_What is expected_. Send back the entries exactly as they were given.

_Dataset items_.
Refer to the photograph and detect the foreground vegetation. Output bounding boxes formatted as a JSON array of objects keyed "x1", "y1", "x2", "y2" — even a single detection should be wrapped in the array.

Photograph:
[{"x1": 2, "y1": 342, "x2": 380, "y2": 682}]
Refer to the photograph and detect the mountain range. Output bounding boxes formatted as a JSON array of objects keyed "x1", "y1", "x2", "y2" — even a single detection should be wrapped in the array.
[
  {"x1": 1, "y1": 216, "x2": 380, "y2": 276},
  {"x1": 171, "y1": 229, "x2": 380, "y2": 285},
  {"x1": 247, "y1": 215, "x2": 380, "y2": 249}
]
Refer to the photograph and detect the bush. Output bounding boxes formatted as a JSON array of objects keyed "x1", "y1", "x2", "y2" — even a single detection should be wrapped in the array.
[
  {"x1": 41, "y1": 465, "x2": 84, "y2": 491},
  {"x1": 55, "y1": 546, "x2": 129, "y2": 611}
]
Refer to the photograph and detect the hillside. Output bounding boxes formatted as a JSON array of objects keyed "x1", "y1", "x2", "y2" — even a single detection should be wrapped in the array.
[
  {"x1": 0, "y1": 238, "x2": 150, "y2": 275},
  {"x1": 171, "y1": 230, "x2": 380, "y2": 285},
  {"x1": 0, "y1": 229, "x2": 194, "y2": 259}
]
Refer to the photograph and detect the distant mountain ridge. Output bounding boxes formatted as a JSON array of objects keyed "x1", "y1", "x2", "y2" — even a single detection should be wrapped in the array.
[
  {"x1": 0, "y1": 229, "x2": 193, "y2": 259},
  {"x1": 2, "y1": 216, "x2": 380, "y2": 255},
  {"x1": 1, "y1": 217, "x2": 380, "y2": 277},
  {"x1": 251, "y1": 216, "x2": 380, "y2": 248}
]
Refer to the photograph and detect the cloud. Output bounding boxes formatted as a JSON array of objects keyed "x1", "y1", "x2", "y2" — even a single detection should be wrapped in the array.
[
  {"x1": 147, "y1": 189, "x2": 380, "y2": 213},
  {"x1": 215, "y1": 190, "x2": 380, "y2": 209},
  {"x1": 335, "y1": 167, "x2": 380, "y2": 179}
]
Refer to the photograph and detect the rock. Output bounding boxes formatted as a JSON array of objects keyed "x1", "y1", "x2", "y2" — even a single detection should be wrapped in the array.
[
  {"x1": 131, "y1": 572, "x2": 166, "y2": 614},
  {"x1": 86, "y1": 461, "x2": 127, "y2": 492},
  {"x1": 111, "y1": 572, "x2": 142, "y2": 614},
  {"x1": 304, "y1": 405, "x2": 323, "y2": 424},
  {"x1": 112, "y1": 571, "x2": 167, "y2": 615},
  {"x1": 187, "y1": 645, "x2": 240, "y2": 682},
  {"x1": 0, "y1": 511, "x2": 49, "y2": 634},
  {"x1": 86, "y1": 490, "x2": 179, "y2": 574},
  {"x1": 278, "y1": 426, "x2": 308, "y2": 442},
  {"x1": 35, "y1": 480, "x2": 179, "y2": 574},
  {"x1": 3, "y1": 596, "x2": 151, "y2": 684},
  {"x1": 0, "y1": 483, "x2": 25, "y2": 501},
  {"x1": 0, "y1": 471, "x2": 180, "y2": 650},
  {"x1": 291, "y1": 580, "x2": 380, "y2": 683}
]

_Answer space_.
Refer to the photograph and detect the foreground vegetation. Output bounding boxes formatted as a JSON array of objects keyed "x1", "y1", "x2", "y2" — even a single detection should be wrapped in the array.

Photograph:
[{"x1": 2, "y1": 342, "x2": 380, "y2": 682}]
Refer to the photograph and detect the mountain range. Output bounding boxes formatted as a JSON array of objects keyed "x1", "y1", "x2", "y2" — even a single detection should be wrapped in the array.
[
  {"x1": 1, "y1": 216, "x2": 380, "y2": 276},
  {"x1": 171, "y1": 229, "x2": 380, "y2": 285},
  {"x1": 247, "y1": 215, "x2": 380, "y2": 249}
]
Refer to the photograph and detect the bush. Output bounding boxes formatted as a JSON array of objects keyed "x1", "y1", "x2", "y2" — even a single detection should be wrapped in the array.
[
  {"x1": 41, "y1": 465, "x2": 84, "y2": 491},
  {"x1": 55, "y1": 546, "x2": 129, "y2": 611}
]
Refer to the photograph and detect the hillside. Output bounding boxes formatted as a JSON array of objects keyed "x1", "y1", "x2", "y2" — even a single detection should be wrapped in the array.
[
  {"x1": 0, "y1": 238, "x2": 150, "y2": 275},
  {"x1": 171, "y1": 230, "x2": 380, "y2": 285},
  {"x1": 0, "y1": 229, "x2": 194, "y2": 259}
]
Refer to the photograph and detect the distant mountain ridge. Output bounding boxes formatted as a JSON array of objects keyed "x1", "y1", "x2", "y2" — even a single detection should be wrapped in the array.
[
  {"x1": 0, "y1": 229, "x2": 193, "y2": 259},
  {"x1": 2, "y1": 216, "x2": 380, "y2": 255},
  {"x1": 1, "y1": 217, "x2": 380, "y2": 277},
  {"x1": 251, "y1": 216, "x2": 380, "y2": 248}
]
Refer to the photograph and detect the cloud. Output bounding boxes formatted as a JSON array of objects keyed "x1", "y1", "x2", "y2" — even a single detection should be wrapped in the array.
[
  {"x1": 147, "y1": 189, "x2": 380, "y2": 213},
  {"x1": 215, "y1": 190, "x2": 380, "y2": 209},
  {"x1": 335, "y1": 167, "x2": 380, "y2": 179}
]
Refer to the photograph and detect the rock. Output bounding boxes formatted as a JSON array of objects keyed "x1", "y1", "x2", "y2" — even a single detection should be wrapped in the array.
[
  {"x1": 131, "y1": 572, "x2": 166, "y2": 614},
  {"x1": 86, "y1": 461, "x2": 127, "y2": 492},
  {"x1": 111, "y1": 572, "x2": 142, "y2": 614},
  {"x1": 304, "y1": 405, "x2": 323, "y2": 424},
  {"x1": 112, "y1": 571, "x2": 167, "y2": 615},
  {"x1": 187, "y1": 645, "x2": 240, "y2": 682},
  {"x1": 0, "y1": 511, "x2": 49, "y2": 634},
  {"x1": 86, "y1": 490, "x2": 179, "y2": 574},
  {"x1": 278, "y1": 426, "x2": 308, "y2": 442},
  {"x1": 35, "y1": 480, "x2": 179, "y2": 574},
  {"x1": 3, "y1": 596, "x2": 151, "y2": 684},
  {"x1": 0, "y1": 483, "x2": 25, "y2": 501},
  {"x1": 0, "y1": 471, "x2": 180, "y2": 650},
  {"x1": 291, "y1": 580, "x2": 380, "y2": 683}
]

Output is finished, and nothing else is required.